_Instructions for the task_: Display every line of the material below that contains the string "foliage", treating uppercase and lowercase letters as distinct.

_Records supplied_:
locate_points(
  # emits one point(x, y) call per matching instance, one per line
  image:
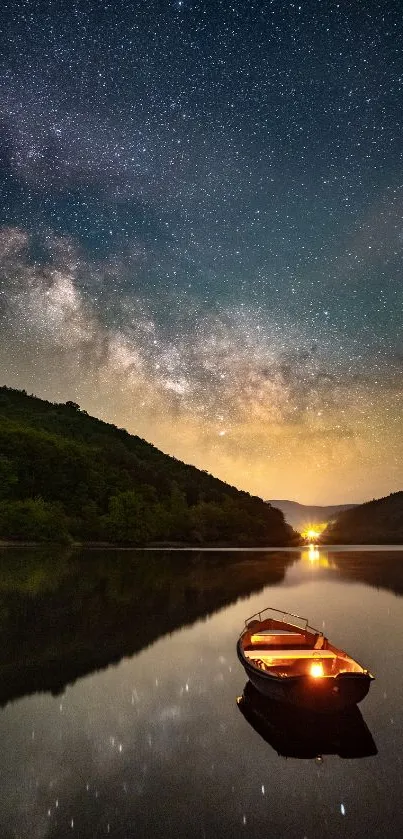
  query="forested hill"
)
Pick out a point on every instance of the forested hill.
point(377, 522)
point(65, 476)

---

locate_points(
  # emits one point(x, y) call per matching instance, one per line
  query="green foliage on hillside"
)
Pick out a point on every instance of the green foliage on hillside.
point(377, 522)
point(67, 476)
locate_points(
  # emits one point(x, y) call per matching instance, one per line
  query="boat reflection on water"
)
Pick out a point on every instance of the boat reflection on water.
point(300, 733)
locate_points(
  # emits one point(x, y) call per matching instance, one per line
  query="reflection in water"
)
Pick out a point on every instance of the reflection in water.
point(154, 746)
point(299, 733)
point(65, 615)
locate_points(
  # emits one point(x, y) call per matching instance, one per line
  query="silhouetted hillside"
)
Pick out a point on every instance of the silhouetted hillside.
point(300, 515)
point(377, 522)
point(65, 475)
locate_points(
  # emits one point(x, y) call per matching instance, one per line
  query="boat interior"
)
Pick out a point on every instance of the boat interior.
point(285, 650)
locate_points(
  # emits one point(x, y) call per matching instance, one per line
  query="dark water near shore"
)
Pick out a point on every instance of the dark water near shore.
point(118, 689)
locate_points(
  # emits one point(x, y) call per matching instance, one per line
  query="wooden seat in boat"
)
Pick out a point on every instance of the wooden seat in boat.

_Task solution_:
  query="green foliage on hillside"
Pick out a point on every instance of the green foliage on hillside.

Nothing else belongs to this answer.